SOURCE MATERIAL Start Marker

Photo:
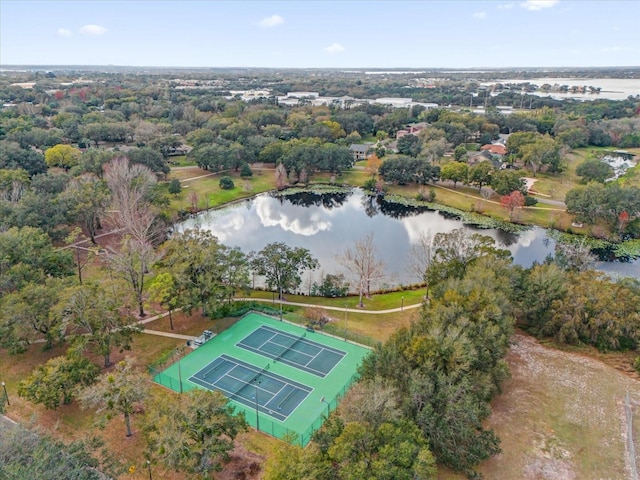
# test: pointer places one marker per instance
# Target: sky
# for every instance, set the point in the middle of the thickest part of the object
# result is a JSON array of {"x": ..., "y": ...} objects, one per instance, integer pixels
[{"x": 322, "y": 34}]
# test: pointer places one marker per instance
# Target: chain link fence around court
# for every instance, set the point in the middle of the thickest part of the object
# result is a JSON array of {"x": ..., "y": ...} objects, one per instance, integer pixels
[
  {"x": 336, "y": 329},
  {"x": 262, "y": 423},
  {"x": 300, "y": 438}
]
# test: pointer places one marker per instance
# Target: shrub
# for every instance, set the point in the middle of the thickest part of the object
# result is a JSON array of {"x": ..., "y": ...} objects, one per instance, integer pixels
[
  {"x": 246, "y": 171},
  {"x": 226, "y": 183}
]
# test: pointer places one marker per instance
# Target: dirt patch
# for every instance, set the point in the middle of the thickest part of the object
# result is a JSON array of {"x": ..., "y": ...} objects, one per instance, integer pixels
[
  {"x": 560, "y": 417},
  {"x": 244, "y": 465}
]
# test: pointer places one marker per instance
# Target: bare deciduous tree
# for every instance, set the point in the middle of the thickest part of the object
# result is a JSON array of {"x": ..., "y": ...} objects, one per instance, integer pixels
[
  {"x": 420, "y": 257},
  {"x": 281, "y": 176},
  {"x": 118, "y": 392},
  {"x": 362, "y": 266},
  {"x": 131, "y": 263},
  {"x": 131, "y": 210}
]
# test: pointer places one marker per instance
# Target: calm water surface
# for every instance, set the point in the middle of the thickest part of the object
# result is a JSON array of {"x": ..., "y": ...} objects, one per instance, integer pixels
[{"x": 328, "y": 224}]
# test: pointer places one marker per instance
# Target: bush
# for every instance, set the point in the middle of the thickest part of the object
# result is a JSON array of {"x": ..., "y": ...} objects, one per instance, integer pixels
[
  {"x": 636, "y": 364},
  {"x": 246, "y": 171},
  {"x": 226, "y": 183},
  {"x": 370, "y": 184},
  {"x": 429, "y": 196}
]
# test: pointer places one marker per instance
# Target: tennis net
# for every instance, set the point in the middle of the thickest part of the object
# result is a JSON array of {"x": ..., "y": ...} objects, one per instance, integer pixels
[
  {"x": 236, "y": 393},
  {"x": 280, "y": 355}
]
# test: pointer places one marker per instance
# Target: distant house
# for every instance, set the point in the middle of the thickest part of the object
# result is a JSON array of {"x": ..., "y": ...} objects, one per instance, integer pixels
[
  {"x": 411, "y": 129},
  {"x": 495, "y": 149},
  {"x": 484, "y": 156},
  {"x": 360, "y": 150}
]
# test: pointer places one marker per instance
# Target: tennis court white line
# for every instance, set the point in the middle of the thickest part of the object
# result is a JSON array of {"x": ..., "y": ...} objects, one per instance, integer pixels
[
  {"x": 294, "y": 349},
  {"x": 267, "y": 341}
]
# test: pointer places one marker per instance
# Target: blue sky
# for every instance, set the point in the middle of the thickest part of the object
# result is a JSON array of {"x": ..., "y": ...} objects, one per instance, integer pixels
[{"x": 322, "y": 34}]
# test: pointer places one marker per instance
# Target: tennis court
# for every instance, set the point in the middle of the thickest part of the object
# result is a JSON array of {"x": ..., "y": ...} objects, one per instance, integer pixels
[
  {"x": 269, "y": 393},
  {"x": 299, "y": 352},
  {"x": 284, "y": 378}
]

SOURCE MATERIAL End Marker

*PROBLEM REQUIREMENTS:* Looking at the entries above, copy out every line in which "court" occurs.

*EXERCISE RESULT:*
# Target: chain link fence around court
# Target: tennis court white line
# Target: tennis court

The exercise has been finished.